_DIRECTIONS FOR THIS TASK_
Count how many lines of the data below contain the word "floor". State only that number.

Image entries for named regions
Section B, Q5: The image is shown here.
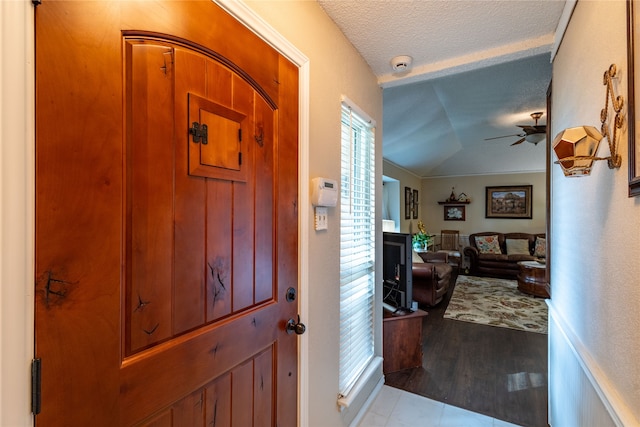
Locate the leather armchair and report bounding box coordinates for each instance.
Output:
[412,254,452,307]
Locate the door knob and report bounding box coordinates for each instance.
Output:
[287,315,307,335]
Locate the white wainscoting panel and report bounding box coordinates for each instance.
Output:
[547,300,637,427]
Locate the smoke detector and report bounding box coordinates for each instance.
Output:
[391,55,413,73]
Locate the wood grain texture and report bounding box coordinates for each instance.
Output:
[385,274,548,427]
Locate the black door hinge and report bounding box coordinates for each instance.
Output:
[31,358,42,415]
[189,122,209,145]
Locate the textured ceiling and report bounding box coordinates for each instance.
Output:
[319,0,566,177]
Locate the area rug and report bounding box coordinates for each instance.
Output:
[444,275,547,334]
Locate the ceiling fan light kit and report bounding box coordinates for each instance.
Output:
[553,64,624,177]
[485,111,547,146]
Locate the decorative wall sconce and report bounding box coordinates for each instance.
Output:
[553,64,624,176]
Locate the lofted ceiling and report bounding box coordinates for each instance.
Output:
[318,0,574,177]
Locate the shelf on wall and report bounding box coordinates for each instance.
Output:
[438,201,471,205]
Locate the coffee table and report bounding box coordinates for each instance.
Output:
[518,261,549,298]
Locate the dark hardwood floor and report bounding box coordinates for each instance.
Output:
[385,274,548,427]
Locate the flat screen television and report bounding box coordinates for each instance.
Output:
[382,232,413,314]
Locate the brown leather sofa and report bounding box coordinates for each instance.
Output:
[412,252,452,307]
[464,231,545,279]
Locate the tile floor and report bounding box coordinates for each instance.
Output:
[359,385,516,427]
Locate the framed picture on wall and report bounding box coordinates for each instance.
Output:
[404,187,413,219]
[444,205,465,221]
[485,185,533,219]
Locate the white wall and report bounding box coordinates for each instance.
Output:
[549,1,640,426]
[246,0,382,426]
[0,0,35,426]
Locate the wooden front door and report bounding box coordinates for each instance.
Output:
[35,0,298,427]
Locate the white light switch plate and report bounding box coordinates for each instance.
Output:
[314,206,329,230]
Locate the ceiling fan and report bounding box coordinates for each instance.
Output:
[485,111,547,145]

==

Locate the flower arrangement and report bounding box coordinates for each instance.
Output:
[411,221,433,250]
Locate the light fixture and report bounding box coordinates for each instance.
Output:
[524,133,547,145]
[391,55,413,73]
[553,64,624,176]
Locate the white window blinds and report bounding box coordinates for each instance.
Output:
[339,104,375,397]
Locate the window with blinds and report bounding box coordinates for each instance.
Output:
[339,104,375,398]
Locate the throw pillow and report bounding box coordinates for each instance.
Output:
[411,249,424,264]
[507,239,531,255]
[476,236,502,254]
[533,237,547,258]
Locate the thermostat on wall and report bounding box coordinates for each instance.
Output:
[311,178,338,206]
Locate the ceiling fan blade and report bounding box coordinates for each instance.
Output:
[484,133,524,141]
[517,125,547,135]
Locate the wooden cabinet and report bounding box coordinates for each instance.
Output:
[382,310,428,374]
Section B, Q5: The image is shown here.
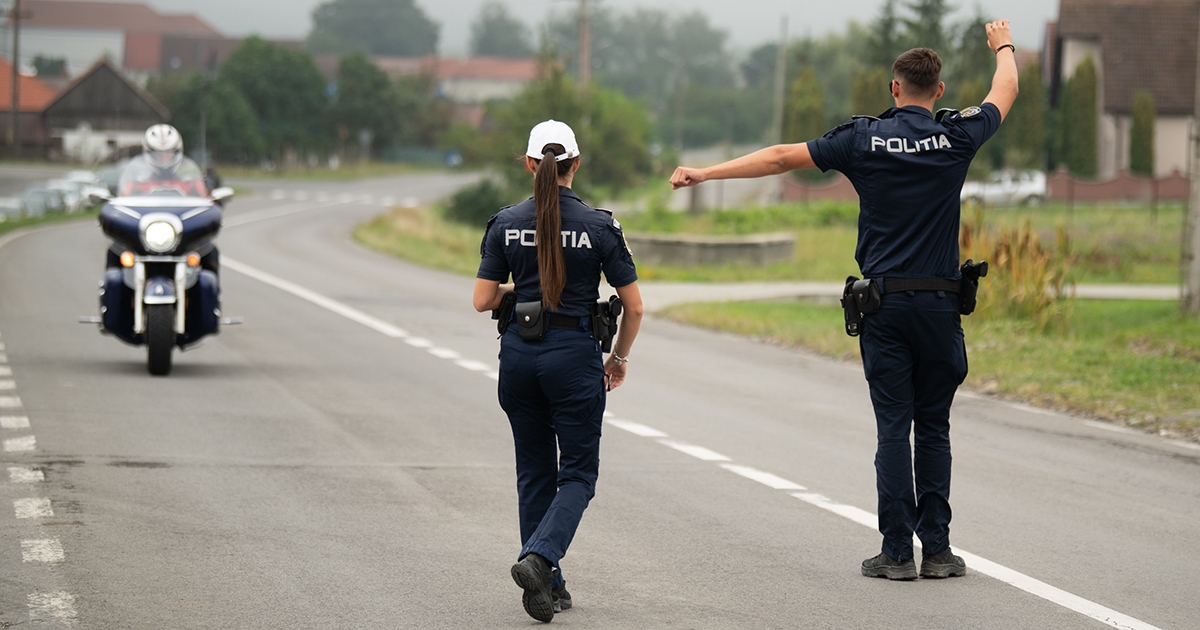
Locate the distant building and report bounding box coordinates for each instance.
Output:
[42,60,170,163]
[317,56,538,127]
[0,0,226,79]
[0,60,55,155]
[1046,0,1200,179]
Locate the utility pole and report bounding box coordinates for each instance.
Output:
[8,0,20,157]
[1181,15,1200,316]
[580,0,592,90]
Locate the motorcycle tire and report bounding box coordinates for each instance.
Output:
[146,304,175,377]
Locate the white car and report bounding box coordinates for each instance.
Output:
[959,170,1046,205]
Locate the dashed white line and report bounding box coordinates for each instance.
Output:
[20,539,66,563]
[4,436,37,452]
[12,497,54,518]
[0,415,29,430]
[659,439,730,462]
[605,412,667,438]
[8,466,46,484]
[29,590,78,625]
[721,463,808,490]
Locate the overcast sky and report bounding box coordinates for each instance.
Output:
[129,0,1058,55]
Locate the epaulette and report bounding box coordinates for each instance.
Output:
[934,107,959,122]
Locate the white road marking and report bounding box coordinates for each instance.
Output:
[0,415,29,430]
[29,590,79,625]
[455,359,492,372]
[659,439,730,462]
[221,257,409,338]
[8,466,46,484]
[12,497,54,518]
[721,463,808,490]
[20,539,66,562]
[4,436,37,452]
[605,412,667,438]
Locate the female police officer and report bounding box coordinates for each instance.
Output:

--

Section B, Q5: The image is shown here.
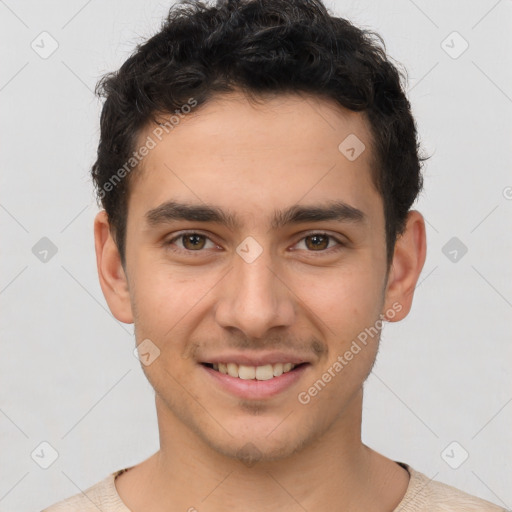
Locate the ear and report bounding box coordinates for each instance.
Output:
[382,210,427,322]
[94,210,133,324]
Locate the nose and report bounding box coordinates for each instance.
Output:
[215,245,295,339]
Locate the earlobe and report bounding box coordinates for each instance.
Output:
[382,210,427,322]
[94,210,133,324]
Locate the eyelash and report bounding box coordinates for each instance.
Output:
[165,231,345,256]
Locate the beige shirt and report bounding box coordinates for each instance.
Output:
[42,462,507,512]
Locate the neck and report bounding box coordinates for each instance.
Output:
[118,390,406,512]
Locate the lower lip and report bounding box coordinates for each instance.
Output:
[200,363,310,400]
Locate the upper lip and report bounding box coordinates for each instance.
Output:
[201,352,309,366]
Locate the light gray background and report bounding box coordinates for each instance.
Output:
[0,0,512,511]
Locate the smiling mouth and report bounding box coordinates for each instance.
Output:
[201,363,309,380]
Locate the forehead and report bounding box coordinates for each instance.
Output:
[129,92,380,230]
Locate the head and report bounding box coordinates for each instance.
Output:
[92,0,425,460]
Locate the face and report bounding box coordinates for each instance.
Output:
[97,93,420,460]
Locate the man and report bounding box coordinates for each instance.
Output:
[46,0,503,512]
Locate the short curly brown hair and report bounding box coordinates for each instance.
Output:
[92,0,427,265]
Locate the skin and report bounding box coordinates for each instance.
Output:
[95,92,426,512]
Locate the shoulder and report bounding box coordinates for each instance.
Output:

_TASK SOLUTION_
2